#### [WHAT TO DO]
Count the lines in the rows below that contain the string "positive". Reply with the number only.

Source records:
□ □ □ □ □
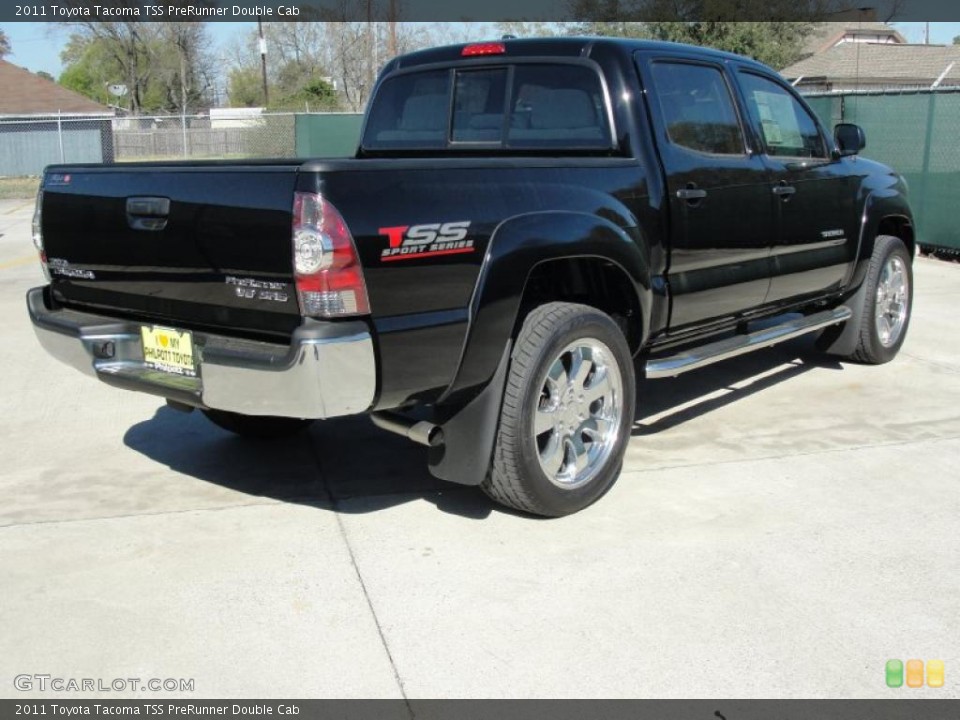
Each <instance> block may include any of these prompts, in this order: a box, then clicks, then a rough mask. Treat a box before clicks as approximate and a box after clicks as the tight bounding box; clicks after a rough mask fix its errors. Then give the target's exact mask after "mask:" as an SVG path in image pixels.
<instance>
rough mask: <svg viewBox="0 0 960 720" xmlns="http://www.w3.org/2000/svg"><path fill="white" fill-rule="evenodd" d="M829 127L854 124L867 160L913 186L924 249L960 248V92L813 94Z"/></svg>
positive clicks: (808, 101)
mask: <svg viewBox="0 0 960 720" xmlns="http://www.w3.org/2000/svg"><path fill="white" fill-rule="evenodd" d="M806 100H807V102H808V103H809V104H810V107H811V108H813V110H814V112H816V113H817V115H819V116H820V119H821V120H822V121H823V123H824V124H825V125H826V126H827V127H828V128H832V127H833V126H834V125H836V124H837V123H839V122H852V123H856V124H857V125H860V126H861V127H863V129H864V132H865V133H866V136H867V147H866V149H865V150H864V151H863V155H864V157H868V158H871V159H873V160H878V161H880V162H882V163H885V164H887V165H890V166H891V167H893V168H894V169H895V170H897V171H898V172H899V173H901V174H902V175H903V176H904V177H905V178H906V179H907V183H908V184H909V186H910V204H911V206H912V207H913V212H914V215H915V220H916V225H917V239H918V241H919V243H920V245H921V246H923V247H924V248H947V249H951V250H960V223H958V214H960V92H958V91H957V89H953V88H951V89H944V90H922V91H916V92H913V91H911V92H887V93H862V94H846V95H839V94H838V95H819V96H817V95H808V96H806Z"/></svg>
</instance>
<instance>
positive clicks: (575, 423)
mask: <svg viewBox="0 0 960 720" xmlns="http://www.w3.org/2000/svg"><path fill="white" fill-rule="evenodd" d="M634 397H635V380H634V373H633V360H632V358H631V355H630V349H629V347H628V346H627V342H626V339H625V338H624V336H623V333H622V332H621V331H620V329H619V328H618V327H617V325H616V323H614V321H613V320H612V319H611V318H610V317H609V316H607V315H605V314H604V313H602V312H600V311H599V310H596V309H594V308H591V307H588V306H585V305H575V304H572V303H549V304H547V305H543V306H541V307H539V308H537V309H536V310H534V311H533V312H531V313H530V315H529V316H528V317H527V319H526V321H525V322H524V324H523V328H522V329H521V331H520V334H519V336H518V338H517V343H516V346H515V349H514V352H513V356H512V359H511V364H510V374H509V377H508V379H507V384H506V389H505V391H504V399H503V407H502V410H501V414H500V425H499V428H498V432H497V441H496V447H495V450H494V459H493V466H492V468H491V470H490V473H489V475H488V476H487V479H486V480H485V481H484V483H483V485H482V487H483V489H484V491H485V492H486V493H487V494H488V495H489V496H490V497H491V498H493V499H494V500H496V501H497V502H499V503H502V504H503V505H507V506H509V507H512V508H515V509H518V510H523V511H525V512H530V513H533V514H536V515H546V516H553V517H555V516H560V515H568V514H570V513H573V512H576V511H578V510H581V509H582V508H584V507H586V506H588V505H590V504H591V503H593V502H594V501H595V500H597V498H599V497H600V496H601V495H603V494H604V493H605V492H606V491H607V490H608V489H609V488H610V486H611V485H613V483H614V482H615V481H616V479H617V477H618V475H619V474H620V468H621V465H622V463H623V455H624V452H625V451H626V446H627V442H628V440H629V438H630V428H631V427H632V425H633V411H634Z"/></svg>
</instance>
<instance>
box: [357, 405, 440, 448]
mask: <svg viewBox="0 0 960 720" xmlns="http://www.w3.org/2000/svg"><path fill="white" fill-rule="evenodd" d="M370 419H371V420H373V424H374V425H376V426H377V427H378V428H380V429H381V430H387V431H388V432H392V433H395V434H397V435H403V436H404V437H406V438H407V439H409V440H413V442H415V443H417V444H418V445H424V446H426V447H438V446H440V445H443V428H442V427H440V426H439V425H435V424H433V423H431V422H427V421H426V420H420V421H417V420H410V419H408V418H405V417H403V416H402V415H397V414H395V413H386V412H383V413H372V414H371V415H370Z"/></svg>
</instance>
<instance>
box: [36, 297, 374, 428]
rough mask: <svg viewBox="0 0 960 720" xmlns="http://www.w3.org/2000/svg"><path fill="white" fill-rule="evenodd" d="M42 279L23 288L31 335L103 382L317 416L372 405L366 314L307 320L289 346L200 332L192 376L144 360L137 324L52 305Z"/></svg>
mask: <svg viewBox="0 0 960 720" xmlns="http://www.w3.org/2000/svg"><path fill="white" fill-rule="evenodd" d="M45 295H46V294H45V292H44V288H34V289H33V290H30V291H29V292H28V293H27V307H28V308H29V311H30V319H31V320H32V321H33V328H34V331H35V332H36V334H37V339H38V340H39V341H40V344H41V345H42V346H43V347H44V349H45V350H46V351H47V352H48V353H50V354H51V355H52V356H53V357H55V358H57V359H58V360H60V361H61V362H64V363H66V364H67V365H70V366H71V367H73V368H75V369H77V370H79V371H81V372H83V373H85V374H87V375H92V376H94V377H97V378H99V379H100V380H102V381H103V382H105V383H107V384H108V385H112V386H114V387H120V388H123V389H127V390H136V391H139V392H145V393H149V394H152V395H158V396H160V397H165V398H168V399H170V400H173V401H175V402H179V403H182V404H185V405H191V406H193V407H199V408H212V409H216V410H226V411H229V412H236V413H241V414H244V415H275V416H281V417H296V418H313V419H322V418H329V417H337V416H341V415H355V414H358V413H362V412H364V411H365V410H367V409H369V408H370V406H371V405H372V404H373V401H374V397H375V393H376V386H377V373H376V361H375V358H374V351H373V341H372V339H371V336H370V332H369V330H368V328H367V326H366V324H365V323H363V322H342V323H321V322H311V323H310V324H309V325H304V326H301V327H300V328H298V329H297V330H296V332H294V334H293V338H292V340H291V343H290V345H289V346H288V345H280V344H273V343H263V342H256V341H252V340H239V339H237V338H230V337H225V336H218V335H212V334H199V333H198V334H197V336H198V340H199V342H198V343H197V348H196V350H195V352H196V353H197V356H198V359H197V361H196V365H197V376H196V377H187V376H182V375H173V374H170V373H166V372H161V371H159V370H155V369H153V368H150V367H148V366H147V365H146V364H144V360H143V347H142V345H141V337H140V327H141V323H137V322H132V321H126V320H116V319H114V318H108V317H103V316H100V315H93V314H89V313H82V312H76V311H73V310H63V309H57V308H52V307H50V305H49V304H48V302H47V300H46V297H45Z"/></svg>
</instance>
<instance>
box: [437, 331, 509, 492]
mask: <svg viewBox="0 0 960 720" xmlns="http://www.w3.org/2000/svg"><path fill="white" fill-rule="evenodd" d="M512 347H513V342H512V341H508V342H507V346H506V347H505V348H504V350H503V355H502V356H501V358H500V364H499V365H497V371H496V372H495V373H494V374H493V378H492V379H491V380H490V382H489V383H488V384H487V386H486V387H485V388H484V389H483V390H482V391H481V392H480V394H479V395H477V396H476V397H475V398H474V399H473V400H471V401H470V402H469V403H467V404H466V405H464V407H463V409H462V410H460V411H459V412H458V413H457V414H456V415H454V416H453V417H451V418H450V419H449V420H447V421H446V422H445V423H443V425H442V427H443V439H444V442H443V445H441V446H439V447H435V448H430V455H429V461H428V462H429V467H430V474H431V475H433V476H434V477H437V478H440V479H441V480H446V481H447V482H452V483H457V484H458V485H479V484H480V483H482V482H483V481H484V479H485V478H486V477H487V472H488V471H489V470H490V463H491V462H492V460H493V446H494V443H495V442H496V439H497V427H498V426H499V424H500V406H501V404H502V403H503V389H504V387H505V385H506V382H507V370H508V369H509V367H510V351H511V349H512Z"/></svg>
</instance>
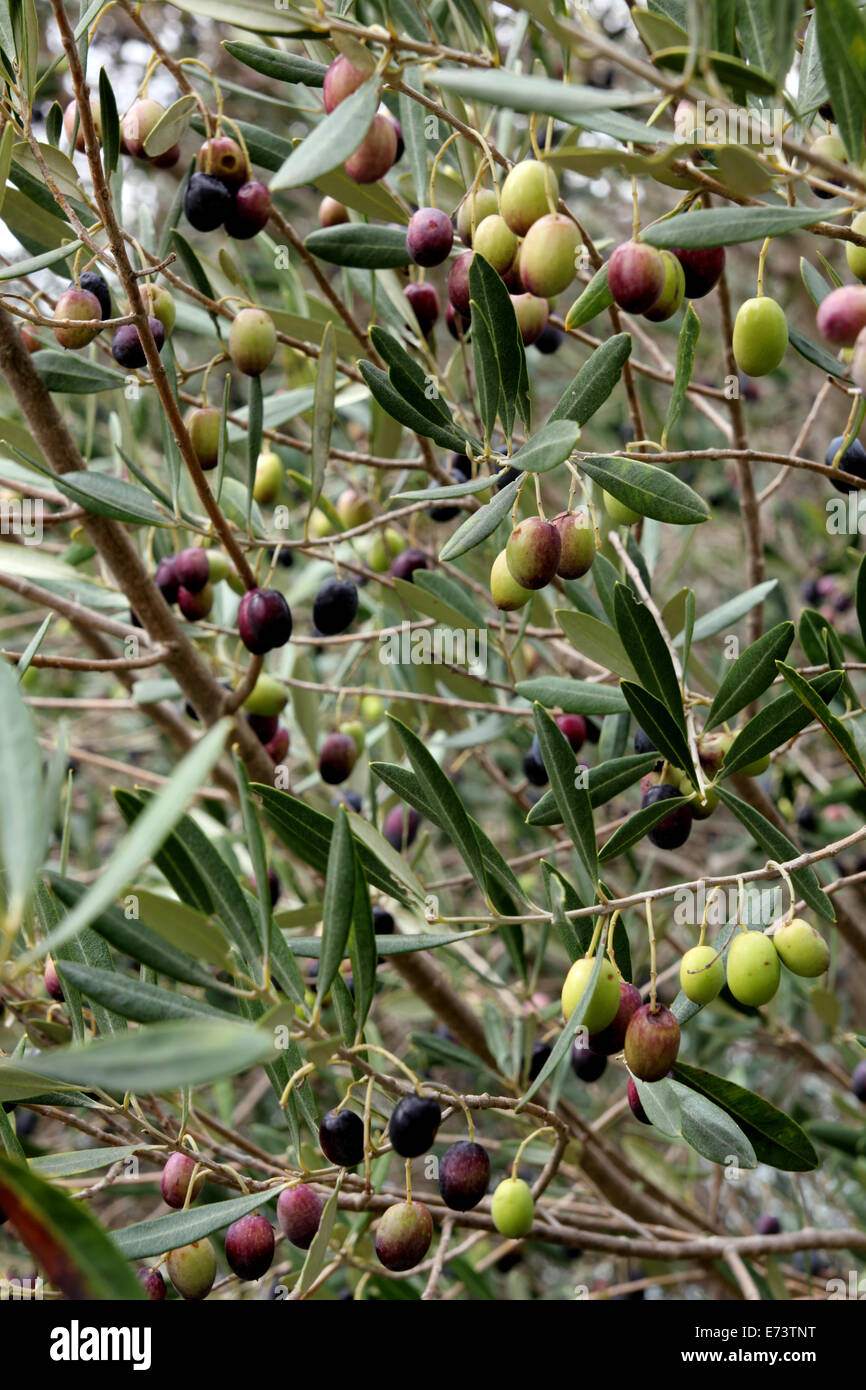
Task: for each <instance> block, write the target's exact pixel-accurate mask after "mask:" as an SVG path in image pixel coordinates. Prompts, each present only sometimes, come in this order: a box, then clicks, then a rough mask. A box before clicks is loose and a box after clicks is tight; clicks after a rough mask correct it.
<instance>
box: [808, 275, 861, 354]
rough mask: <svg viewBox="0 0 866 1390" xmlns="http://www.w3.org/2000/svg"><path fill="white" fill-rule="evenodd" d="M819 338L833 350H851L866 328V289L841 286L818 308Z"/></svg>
mask: <svg viewBox="0 0 866 1390" xmlns="http://www.w3.org/2000/svg"><path fill="white" fill-rule="evenodd" d="M815 322H816V325H817V331H819V334H820V335H822V336H823V338H826V339H827V342H830V343H833V346H834V347H853V345H855V342H856V341H858V336H859V334H860V332H862V329H863V328H866V285H840V286H838V289H831V291H830V293H828V295H827V296H826V297H824V299H822V302H820V304H819V306H817V314H816V318H815Z"/></svg>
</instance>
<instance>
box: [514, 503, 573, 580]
mask: <svg viewBox="0 0 866 1390" xmlns="http://www.w3.org/2000/svg"><path fill="white" fill-rule="evenodd" d="M560 555H562V542H560V539H559V531H557V530H556V527H555V525H553V523H552V521H542V518H541V517H528V518H527V520H525V521H520V523H518V525H516V527H514V530H513V531H512V534H510V537H509V539H507V543H506V548H505V557H506V563H507V567H509V571H510V574H512V578H513V580H514V582H516V584H520V587H521V588H524V589H544V587H545V585H546V584H549V582H550V580H552V578H553V575H555V574H556V567H557V564H559V559H560Z"/></svg>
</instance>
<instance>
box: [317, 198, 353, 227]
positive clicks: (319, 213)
mask: <svg viewBox="0 0 866 1390" xmlns="http://www.w3.org/2000/svg"><path fill="white" fill-rule="evenodd" d="M348 221H349V208H348V207H345V204H343V203H338V200H336V199H335V197H322V200H321V203H320V204H318V225H320V227H342V225H343V222H348Z"/></svg>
□ □ □ □ □
#### [WRITTEN SOLUTION]
3